TEXT SECTION:
Chilean authorities publicly released a nine‑ to ten‑minute infrared/high‑definition video recorded from a Chilean Navy AS‑532 Cougar helicopter on 11 November 2014; CEFAA (the Chilean Committee for the Study of Anomalous Aerial Phenomena) led a two‑year review before declassification [1] [2]. The recording used a Wescam/FLIR MX‑15 HD forward‑looking infrared camera and was visually witnessed by the helicopter captain and technician; CEFAA convened national and international experts (including France’s GEIPAN and Air Force photogrammetry analysts) to examine the imagery and related data [3] [4].

1. What was released: flight video, infrared feed, and an official report

CEFAA declassified and released a multi‑minute video showing an airborne thermal signature captured during a daytime patrol; press reports describe the footage as nine to ten minutes of HD and infrared imagery recorded from the helicopter’s Wescam/FLIR camera while the crew also made naked‑eye observations [1] [2] [3]. Chilean media and CEFAA circulated an official report alongside the footage summarizing the committee’s analysis and meeting notes [4].

DATASET SECTION:
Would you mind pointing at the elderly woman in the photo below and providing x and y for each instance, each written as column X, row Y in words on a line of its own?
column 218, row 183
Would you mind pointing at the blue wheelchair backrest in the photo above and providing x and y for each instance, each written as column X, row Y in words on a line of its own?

PROBLEM SET:
1. In the passage on the Chilean Navy helicopter video, what camera recorded the footage?
2. Reproduce everything in the passage on the Chilean Navy helicopter video from "1. What was" down to "meeting notes [4].".

WRITTEN RESPONSES:
1. A Wescam/FLIR MX‑15 HD forward‑looking infrared camera.

2.
1. What was released: flight video, infrared feed, and an official report

CEFAA declassified and released a multi‑minute video showing an airborne thermal signature captured during a daytime patrol; press reports describe the footage as nine to ten minutes of HD and infrared imagery recorded from the helicopter’s Wescam/FLIR camera while the crew also made naked‑eye observations [1] [2] [3]. Chilean media and CEFAA circulated an official report alongside the footage summarizing the committee’s analysis and meeting notes [4].